** Data **
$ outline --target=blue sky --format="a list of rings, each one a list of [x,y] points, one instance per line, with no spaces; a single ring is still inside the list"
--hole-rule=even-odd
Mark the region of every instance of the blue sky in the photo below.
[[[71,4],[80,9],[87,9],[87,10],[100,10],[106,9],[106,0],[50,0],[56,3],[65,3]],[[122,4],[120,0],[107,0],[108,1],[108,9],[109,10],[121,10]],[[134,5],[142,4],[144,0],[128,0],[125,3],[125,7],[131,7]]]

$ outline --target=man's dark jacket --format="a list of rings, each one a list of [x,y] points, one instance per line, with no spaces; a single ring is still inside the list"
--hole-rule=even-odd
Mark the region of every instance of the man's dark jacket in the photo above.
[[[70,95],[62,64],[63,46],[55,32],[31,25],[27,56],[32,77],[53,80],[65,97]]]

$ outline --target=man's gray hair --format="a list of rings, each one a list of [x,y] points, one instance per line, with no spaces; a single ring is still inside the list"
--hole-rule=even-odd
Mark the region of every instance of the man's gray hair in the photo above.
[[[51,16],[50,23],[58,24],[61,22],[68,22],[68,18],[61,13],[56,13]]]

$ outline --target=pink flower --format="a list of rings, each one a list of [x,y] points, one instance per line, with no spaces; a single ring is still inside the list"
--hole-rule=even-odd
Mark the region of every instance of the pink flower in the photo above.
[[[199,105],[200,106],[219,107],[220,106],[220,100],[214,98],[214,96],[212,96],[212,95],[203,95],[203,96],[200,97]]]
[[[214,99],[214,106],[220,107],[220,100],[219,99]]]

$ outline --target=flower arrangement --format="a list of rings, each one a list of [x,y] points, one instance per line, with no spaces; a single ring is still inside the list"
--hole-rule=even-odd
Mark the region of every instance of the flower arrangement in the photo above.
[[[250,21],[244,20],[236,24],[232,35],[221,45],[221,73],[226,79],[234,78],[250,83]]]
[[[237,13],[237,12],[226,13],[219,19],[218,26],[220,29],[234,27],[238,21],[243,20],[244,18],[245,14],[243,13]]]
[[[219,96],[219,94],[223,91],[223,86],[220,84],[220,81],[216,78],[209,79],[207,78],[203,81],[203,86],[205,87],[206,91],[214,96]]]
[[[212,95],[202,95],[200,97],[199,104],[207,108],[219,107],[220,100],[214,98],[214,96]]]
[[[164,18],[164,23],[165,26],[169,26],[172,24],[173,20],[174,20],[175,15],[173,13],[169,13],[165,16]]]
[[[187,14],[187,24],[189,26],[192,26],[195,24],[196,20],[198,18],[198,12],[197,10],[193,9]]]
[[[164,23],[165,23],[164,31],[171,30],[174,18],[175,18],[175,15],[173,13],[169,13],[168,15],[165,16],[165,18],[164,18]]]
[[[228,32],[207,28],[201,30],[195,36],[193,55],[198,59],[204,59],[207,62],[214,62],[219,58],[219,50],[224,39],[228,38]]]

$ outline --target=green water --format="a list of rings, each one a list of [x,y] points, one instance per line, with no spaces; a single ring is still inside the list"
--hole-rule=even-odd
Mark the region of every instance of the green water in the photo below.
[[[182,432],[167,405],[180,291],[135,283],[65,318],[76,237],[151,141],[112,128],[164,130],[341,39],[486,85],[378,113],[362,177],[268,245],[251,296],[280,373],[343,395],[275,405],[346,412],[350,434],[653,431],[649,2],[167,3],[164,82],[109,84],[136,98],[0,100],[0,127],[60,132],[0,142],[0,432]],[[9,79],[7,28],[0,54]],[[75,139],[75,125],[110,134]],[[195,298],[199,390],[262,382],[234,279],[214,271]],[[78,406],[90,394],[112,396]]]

** Description of the task **
Copy everything from the line containing "outline --target=green water" down to the end of the data, keeping every character as it is.

** In response **
$ outline --target=green water --format="a list of rings, each one a list of [x,y] points, one instance per line, with no spaces; a single ring is still inside the list"
--hole-rule=even-odd
Mark the region of every instance of the green water in the photo below.
[[[182,432],[167,405],[180,291],[135,283],[65,318],[76,237],[151,141],[112,128],[164,130],[341,39],[486,85],[378,113],[362,177],[268,245],[251,296],[280,373],[343,395],[275,405],[346,412],[350,434],[653,431],[649,2],[167,3],[164,82],[109,84],[136,98],[0,100],[0,127],[60,132],[0,142],[0,432]],[[9,79],[7,28],[0,54]],[[75,139],[75,125],[110,134]],[[195,298],[199,390],[262,382],[234,279],[214,271]],[[78,406],[90,394],[112,396]]]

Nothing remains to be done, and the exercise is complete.